▶ Written instruction
Look below for the line with "Could you please pick out the train front", and from there restate every line word for word until the entries end.

▶ Provided material
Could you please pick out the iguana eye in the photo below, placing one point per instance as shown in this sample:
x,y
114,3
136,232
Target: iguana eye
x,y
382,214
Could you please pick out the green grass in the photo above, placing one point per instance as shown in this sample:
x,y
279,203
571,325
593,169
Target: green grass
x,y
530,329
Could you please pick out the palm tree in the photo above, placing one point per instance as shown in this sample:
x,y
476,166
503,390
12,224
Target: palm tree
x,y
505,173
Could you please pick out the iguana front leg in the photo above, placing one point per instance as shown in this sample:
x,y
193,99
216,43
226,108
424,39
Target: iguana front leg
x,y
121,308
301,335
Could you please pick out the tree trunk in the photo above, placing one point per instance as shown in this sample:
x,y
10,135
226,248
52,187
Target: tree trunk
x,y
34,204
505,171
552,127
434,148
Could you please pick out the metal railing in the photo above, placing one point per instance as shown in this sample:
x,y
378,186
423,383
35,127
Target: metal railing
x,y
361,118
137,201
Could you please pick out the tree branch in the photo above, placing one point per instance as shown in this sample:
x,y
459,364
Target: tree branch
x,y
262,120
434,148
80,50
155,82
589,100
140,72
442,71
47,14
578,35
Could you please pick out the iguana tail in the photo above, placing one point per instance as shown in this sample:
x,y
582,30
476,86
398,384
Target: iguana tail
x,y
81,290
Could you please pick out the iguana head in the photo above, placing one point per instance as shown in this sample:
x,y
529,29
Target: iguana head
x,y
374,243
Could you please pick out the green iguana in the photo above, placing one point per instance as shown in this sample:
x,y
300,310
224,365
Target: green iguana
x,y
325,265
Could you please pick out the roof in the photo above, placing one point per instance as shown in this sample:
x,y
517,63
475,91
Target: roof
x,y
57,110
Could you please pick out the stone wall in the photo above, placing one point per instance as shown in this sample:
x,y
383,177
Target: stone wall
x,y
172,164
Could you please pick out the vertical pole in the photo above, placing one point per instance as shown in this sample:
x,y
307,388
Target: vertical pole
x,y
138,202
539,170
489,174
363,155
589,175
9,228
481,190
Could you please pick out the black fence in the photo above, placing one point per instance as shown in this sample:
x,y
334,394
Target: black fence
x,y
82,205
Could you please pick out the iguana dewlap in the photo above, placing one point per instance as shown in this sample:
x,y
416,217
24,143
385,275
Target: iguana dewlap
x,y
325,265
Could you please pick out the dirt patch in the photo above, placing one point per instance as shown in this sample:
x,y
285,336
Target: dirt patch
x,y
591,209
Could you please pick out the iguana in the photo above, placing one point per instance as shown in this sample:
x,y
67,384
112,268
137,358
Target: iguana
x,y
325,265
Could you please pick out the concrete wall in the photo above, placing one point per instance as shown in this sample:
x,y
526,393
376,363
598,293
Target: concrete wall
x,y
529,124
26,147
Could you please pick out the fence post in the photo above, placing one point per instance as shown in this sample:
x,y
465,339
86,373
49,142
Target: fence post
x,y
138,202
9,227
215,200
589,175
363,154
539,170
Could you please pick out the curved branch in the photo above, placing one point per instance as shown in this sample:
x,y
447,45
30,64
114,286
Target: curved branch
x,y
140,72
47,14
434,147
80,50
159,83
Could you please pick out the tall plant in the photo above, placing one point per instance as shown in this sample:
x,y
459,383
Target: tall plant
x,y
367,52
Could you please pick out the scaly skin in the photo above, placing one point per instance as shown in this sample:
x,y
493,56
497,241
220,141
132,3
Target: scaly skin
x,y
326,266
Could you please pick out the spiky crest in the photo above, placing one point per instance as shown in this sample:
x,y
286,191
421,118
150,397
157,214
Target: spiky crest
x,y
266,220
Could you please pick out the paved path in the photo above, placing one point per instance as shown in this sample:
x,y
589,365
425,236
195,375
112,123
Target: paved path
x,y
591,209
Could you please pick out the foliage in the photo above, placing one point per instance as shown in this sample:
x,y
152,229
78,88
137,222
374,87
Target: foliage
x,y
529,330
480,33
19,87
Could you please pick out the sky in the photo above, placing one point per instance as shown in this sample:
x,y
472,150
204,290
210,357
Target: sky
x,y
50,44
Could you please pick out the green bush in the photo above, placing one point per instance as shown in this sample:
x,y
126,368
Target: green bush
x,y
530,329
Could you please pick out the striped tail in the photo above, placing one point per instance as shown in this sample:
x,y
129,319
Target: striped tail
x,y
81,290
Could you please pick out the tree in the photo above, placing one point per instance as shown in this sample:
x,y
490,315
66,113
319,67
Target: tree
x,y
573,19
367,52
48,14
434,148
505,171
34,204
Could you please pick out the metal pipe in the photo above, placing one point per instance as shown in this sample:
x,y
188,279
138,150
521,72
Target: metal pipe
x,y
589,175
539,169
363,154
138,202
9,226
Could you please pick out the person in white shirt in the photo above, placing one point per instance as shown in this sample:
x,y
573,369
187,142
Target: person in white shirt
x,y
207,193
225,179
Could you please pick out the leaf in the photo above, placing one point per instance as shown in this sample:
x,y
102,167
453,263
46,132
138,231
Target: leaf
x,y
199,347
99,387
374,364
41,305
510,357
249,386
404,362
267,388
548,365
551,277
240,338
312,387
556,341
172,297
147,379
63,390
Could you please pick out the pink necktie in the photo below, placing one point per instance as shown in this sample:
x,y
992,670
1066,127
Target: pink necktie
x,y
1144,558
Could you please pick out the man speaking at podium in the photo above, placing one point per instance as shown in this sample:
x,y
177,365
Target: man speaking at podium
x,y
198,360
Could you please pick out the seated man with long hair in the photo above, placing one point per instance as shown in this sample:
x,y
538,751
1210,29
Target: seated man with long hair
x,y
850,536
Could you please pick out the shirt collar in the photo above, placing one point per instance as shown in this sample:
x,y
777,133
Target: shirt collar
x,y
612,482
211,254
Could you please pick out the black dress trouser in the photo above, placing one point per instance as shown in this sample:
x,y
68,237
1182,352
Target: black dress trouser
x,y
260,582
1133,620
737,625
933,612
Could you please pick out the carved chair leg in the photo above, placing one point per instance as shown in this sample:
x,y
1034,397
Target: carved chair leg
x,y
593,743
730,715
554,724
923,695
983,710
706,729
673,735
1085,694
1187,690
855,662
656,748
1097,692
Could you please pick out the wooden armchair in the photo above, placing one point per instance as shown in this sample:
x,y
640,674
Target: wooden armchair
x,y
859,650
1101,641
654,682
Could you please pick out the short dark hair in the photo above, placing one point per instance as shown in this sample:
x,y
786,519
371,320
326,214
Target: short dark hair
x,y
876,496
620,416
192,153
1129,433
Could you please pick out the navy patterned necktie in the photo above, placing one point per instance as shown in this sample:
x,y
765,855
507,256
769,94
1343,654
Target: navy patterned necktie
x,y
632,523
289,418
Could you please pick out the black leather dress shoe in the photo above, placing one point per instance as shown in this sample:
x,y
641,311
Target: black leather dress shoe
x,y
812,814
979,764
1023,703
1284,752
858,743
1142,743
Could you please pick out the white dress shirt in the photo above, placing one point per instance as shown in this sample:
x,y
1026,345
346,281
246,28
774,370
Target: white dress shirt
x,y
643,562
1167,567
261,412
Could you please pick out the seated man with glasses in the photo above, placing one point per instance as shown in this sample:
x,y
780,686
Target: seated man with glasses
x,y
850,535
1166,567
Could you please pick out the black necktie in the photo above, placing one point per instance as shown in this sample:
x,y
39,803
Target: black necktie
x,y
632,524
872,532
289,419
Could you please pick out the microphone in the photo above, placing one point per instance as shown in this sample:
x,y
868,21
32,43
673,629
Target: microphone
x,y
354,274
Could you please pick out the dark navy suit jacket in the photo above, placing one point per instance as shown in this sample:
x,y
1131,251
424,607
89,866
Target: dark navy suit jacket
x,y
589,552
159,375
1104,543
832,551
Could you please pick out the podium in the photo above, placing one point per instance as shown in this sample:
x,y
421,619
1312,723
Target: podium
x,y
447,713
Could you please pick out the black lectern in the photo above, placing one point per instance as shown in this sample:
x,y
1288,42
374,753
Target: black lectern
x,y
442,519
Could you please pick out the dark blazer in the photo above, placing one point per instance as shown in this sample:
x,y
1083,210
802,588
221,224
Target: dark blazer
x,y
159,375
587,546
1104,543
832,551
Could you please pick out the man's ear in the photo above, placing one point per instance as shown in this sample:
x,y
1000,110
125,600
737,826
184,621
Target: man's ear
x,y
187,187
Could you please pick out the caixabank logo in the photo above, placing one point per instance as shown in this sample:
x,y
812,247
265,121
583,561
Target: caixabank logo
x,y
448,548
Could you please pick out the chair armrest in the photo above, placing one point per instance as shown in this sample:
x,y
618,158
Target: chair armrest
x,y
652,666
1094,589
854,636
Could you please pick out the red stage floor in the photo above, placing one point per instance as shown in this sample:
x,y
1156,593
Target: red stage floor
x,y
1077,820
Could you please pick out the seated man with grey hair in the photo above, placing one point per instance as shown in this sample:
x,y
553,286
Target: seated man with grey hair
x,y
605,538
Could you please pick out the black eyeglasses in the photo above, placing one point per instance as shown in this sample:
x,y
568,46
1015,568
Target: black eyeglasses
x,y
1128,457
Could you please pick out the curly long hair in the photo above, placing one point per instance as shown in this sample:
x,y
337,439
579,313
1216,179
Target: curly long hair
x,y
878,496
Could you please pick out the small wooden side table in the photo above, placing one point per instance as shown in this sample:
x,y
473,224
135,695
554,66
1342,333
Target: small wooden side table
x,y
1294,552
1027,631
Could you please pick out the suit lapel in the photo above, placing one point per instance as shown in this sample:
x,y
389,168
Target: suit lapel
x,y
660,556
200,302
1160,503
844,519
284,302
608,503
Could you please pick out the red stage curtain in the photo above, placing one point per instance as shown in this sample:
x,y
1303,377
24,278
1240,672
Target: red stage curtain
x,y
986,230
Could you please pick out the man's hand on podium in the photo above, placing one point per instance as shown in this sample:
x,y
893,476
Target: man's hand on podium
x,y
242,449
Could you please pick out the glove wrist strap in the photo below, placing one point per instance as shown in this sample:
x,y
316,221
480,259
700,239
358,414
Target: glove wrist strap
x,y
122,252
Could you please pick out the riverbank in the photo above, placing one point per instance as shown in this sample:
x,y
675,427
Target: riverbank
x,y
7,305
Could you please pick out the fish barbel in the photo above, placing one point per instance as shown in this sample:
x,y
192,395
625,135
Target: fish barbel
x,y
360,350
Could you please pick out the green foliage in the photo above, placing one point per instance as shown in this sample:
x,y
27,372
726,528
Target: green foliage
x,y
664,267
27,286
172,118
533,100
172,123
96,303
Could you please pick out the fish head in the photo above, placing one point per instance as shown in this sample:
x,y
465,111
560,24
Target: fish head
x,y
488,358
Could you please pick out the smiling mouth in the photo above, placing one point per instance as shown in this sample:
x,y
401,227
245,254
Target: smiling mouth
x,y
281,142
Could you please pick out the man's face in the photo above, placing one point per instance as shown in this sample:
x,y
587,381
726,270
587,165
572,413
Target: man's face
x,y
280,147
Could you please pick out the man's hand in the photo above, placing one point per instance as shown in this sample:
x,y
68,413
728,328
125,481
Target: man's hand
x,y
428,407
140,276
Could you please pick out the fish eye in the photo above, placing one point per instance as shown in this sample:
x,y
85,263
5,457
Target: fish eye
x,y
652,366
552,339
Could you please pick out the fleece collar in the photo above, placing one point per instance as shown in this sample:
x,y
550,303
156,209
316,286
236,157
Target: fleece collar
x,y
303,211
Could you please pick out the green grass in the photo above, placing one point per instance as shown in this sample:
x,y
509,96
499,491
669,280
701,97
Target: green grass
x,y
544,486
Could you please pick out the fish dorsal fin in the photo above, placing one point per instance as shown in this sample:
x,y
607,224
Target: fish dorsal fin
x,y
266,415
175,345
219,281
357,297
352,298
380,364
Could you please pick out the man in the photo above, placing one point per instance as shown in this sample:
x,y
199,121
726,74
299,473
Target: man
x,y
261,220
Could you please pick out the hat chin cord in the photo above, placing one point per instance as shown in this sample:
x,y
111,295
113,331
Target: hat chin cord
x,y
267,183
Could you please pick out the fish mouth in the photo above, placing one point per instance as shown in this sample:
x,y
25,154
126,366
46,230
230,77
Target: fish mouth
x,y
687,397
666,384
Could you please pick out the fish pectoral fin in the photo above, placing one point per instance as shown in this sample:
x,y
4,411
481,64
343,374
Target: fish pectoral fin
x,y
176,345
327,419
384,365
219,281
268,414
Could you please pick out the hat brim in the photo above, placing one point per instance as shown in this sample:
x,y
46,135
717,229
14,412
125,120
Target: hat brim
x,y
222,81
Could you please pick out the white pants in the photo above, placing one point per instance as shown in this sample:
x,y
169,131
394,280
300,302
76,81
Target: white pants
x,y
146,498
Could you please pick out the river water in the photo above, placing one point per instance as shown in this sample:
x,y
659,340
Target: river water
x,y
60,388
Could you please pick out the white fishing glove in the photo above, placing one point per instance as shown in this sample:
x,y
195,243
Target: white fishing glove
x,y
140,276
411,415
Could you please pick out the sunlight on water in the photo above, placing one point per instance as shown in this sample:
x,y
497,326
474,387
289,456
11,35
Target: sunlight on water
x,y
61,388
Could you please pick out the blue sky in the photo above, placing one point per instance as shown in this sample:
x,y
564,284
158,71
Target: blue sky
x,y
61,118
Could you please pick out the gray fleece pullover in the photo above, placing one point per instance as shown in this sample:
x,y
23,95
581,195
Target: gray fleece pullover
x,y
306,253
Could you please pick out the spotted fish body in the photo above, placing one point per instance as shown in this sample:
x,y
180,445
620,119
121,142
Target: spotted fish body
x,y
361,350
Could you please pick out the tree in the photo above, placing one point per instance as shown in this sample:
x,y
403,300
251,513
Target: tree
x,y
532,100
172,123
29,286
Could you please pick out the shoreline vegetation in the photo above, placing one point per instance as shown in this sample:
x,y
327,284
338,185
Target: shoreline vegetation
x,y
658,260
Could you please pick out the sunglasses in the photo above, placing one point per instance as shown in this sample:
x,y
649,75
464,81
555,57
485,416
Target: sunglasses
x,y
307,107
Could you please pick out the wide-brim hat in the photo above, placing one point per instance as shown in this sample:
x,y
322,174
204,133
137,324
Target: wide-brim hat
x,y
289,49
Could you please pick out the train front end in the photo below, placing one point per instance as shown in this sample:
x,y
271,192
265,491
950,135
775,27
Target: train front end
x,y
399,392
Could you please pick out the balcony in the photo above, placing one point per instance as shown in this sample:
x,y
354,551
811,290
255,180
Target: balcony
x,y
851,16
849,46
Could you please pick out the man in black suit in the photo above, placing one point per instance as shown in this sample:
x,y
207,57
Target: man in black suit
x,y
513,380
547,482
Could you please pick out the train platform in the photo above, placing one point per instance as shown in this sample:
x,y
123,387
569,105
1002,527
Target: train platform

▶ Exercise answer
Could you please pick out the train front end in the photo below, placing one point per instance as shown in this sample:
x,y
271,192
265,491
950,135
775,27
Target: train front end
x,y
399,392
Could you please pick out the balcony in the photo above, placing one point per instance as shown in this sample:
x,y
354,551
811,290
255,180
Target: balcony
x,y
851,16
849,46
Could you please pick out the man in black suit in the photo above, placing one point per instance as shown in this sample:
x,y
207,57
Target: man in black suit
x,y
513,380
547,482
Could you please pick out the train platform in the photo above, placing one point per instance as shown in this sample:
x,y
123,387
569,105
1002,527
Target: train platform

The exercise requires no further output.